*** RECORDS FOR THIS EXERCISE

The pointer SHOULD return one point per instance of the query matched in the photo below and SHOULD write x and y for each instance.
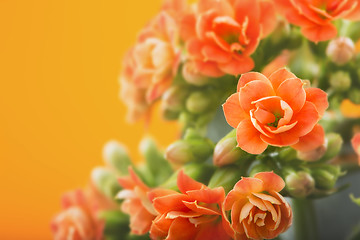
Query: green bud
(154, 158)
(340, 81)
(105, 181)
(299, 184)
(226, 177)
(116, 157)
(354, 95)
(199, 102)
(340, 50)
(325, 176)
(227, 152)
(198, 171)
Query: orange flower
(195, 213)
(355, 142)
(315, 17)
(136, 203)
(275, 111)
(78, 220)
(150, 66)
(258, 211)
(222, 34)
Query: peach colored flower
(136, 203)
(222, 34)
(258, 211)
(315, 17)
(150, 66)
(275, 111)
(193, 214)
(77, 221)
(355, 142)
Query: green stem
(304, 219)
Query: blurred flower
(195, 213)
(136, 203)
(258, 211)
(79, 220)
(340, 50)
(275, 111)
(355, 142)
(150, 66)
(222, 34)
(315, 17)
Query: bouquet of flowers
(267, 94)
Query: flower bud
(105, 181)
(299, 184)
(116, 157)
(340, 50)
(199, 102)
(312, 155)
(340, 81)
(226, 177)
(198, 171)
(192, 76)
(227, 152)
(325, 176)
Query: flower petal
(248, 138)
(233, 112)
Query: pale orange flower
(315, 17)
(194, 214)
(258, 211)
(136, 203)
(77, 221)
(222, 34)
(355, 142)
(150, 66)
(275, 111)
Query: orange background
(59, 67)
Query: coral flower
(258, 211)
(355, 142)
(77, 221)
(195, 213)
(222, 34)
(276, 111)
(150, 66)
(136, 203)
(315, 17)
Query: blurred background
(59, 67)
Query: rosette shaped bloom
(150, 66)
(276, 111)
(315, 17)
(222, 34)
(258, 211)
(78, 219)
(136, 203)
(195, 213)
(355, 142)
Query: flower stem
(304, 219)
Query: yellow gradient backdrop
(59, 67)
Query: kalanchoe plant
(285, 77)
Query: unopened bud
(340, 50)
(340, 81)
(199, 102)
(192, 76)
(300, 184)
(226, 177)
(116, 157)
(326, 176)
(312, 155)
(105, 181)
(200, 172)
(226, 150)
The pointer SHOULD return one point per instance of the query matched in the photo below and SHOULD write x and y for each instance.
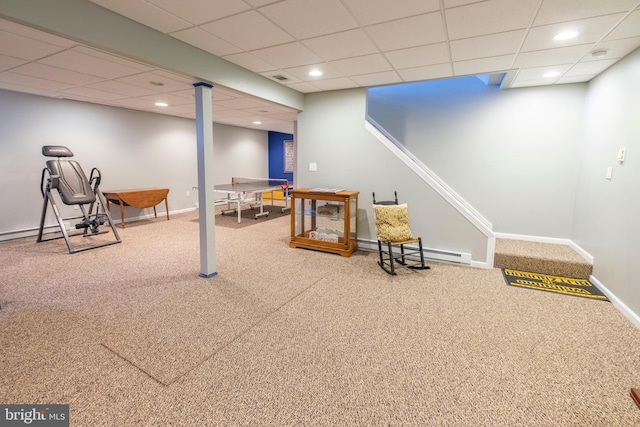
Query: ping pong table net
(271, 182)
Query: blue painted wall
(276, 155)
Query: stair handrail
(428, 176)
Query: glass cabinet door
(324, 221)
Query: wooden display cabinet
(324, 221)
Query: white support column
(206, 196)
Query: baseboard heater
(433, 254)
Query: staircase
(544, 258)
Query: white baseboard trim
(619, 305)
(541, 239)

******

• **WHAT THE TASK REQUIRES**: Present the lines above as a Markdown table with the columns "Row" and "Line text": put a running row number in the first column and the line itself in the second. Skip any blank lines, and leave the pictures out.

• **RESPONSE**:
| Row | Line text |
|---|---|
| 1 | The pointer SHOULD return one point per instance of the query matched in the photo below and SHOULD write x and y for each instance. |
| 2 | Query: green bud |
| 3 | (154, 158) |
| 4 | (340, 81) |
| 5 | (105, 181) |
| 6 | (299, 184) |
| 7 | (226, 177) |
| 8 | (116, 157) |
| 9 | (354, 95) |
| 10 | (199, 102) |
| 11 | (340, 50) |
| 12 | (325, 176) |
| 13 | (227, 152) |
| 14 | (198, 171) |
| 15 | Query: orange flower |
| 16 | (195, 213) |
| 17 | (355, 142) |
| 18 | (315, 17) |
| 19 | (136, 203) |
| 20 | (275, 111) |
| 21 | (78, 220) |
| 22 | (150, 66) |
| 23 | (258, 211) |
| 24 | (222, 34) |
| 25 | Query: peach colored flower |
| 26 | (136, 203) |
| 27 | (222, 34) |
| 28 | (258, 211) |
| 29 | (315, 17) |
| 30 | (150, 66) |
| 31 | (275, 111) |
| 32 | (193, 214) |
| 33 | (77, 221) |
| 34 | (355, 142) |
| 35 | Query: green stem |
| 36 | (304, 219) |
| 37 | Query: blurred flower |
| 38 | (195, 213) |
| 39 | (136, 203) |
| 40 | (258, 211) |
| 41 | (79, 220) |
| 42 | (340, 50) |
| 43 | (275, 111) |
| 44 | (355, 142) |
| 45 | (150, 66) |
| 46 | (222, 34) |
| 47 | (315, 17) |
| 48 | Query: bouquet of flowers |
| 49 | (267, 94) |
| 50 | Query: flower bud |
| 51 | (105, 181) |
| 52 | (299, 184) |
| 53 | (116, 157) |
| 54 | (340, 50) |
| 55 | (199, 102) |
| 56 | (312, 155) |
| 57 | (340, 81) |
| 58 | (226, 177) |
| 59 | (198, 171) |
| 60 | (192, 76) |
| 61 | (227, 152) |
| 62 | (325, 176) |
| 63 | Query: flower petal |
| 64 | (248, 138) |
| 65 | (233, 112) |
| 66 | Query: pale orange flower |
| 67 | (315, 17) |
| 68 | (194, 214) |
| 69 | (258, 211) |
| 70 | (136, 203) |
| 71 | (77, 221) |
| 72 | (222, 34) |
| 73 | (355, 142) |
| 74 | (150, 66) |
| 75 | (275, 111) |
| 76 | Query: orange background |
| 77 | (59, 67) |
| 78 | Query: coral flower |
| 79 | (258, 211) |
| 80 | (355, 142) |
| 81 | (77, 221) |
| 82 | (195, 213) |
| 83 | (222, 34) |
| 84 | (276, 111) |
| 85 | (150, 66) |
| 86 | (136, 203) |
| 87 | (315, 17) |
| 88 | Query: blurred background |
| 89 | (59, 67) |
| 90 | Query: rosette shaped bloom |
| 91 | (150, 66) |
| 92 | (276, 111) |
| 93 | (315, 17) |
| 94 | (222, 34) |
| 95 | (258, 211) |
| 96 | (78, 219) |
| 97 | (136, 203) |
| 98 | (195, 213) |
| 99 | (355, 142) |
| 100 | Query: flower stem |
| 101 | (304, 219) |
| 102 | Query: yellow gradient backdrop |
| 103 | (59, 67) |
| 104 | Query: kalanchoe plant |
| 105 | (285, 77) |
| 106 | Query: unopened bud |
| 107 | (340, 50) |
| 108 | (340, 81) |
| 109 | (199, 102) |
| 110 | (192, 76) |
| 111 | (300, 184) |
| 112 | (226, 177) |
| 113 | (116, 157) |
| 114 | (326, 176) |
| 115 | (312, 155) |
| 116 | (105, 181) |
| 117 | (200, 172) |
| 118 | (226, 150) |
| 119 | The pointer SHOULD return one point per instance of the query matched in the photo below and SHOULD write x and y for each instance. |
| 120 | Query: ping pong table net |
| 121 | (271, 182) |
| 122 | Query: blue painted wall |
| 123 | (276, 155) |
| 124 | Query: stair handrail |
| 125 | (428, 176) |
| 126 | Query: glass cabinet door |
| 127 | (324, 221) |
| 128 | Query: wooden display cabinet |
| 129 | (324, 221) |
| 130 | Query: white support column |
| 131 | (206, 196) |
| 132 | Query: baseboard heater |
| 133 | (433, 254) |
| 134 | Query: staircase |
| 135 | (544, 258) |
| 136 | Query: white baseboard trim |
| 137 | (619, 305) |
| 138 | (541, 239) |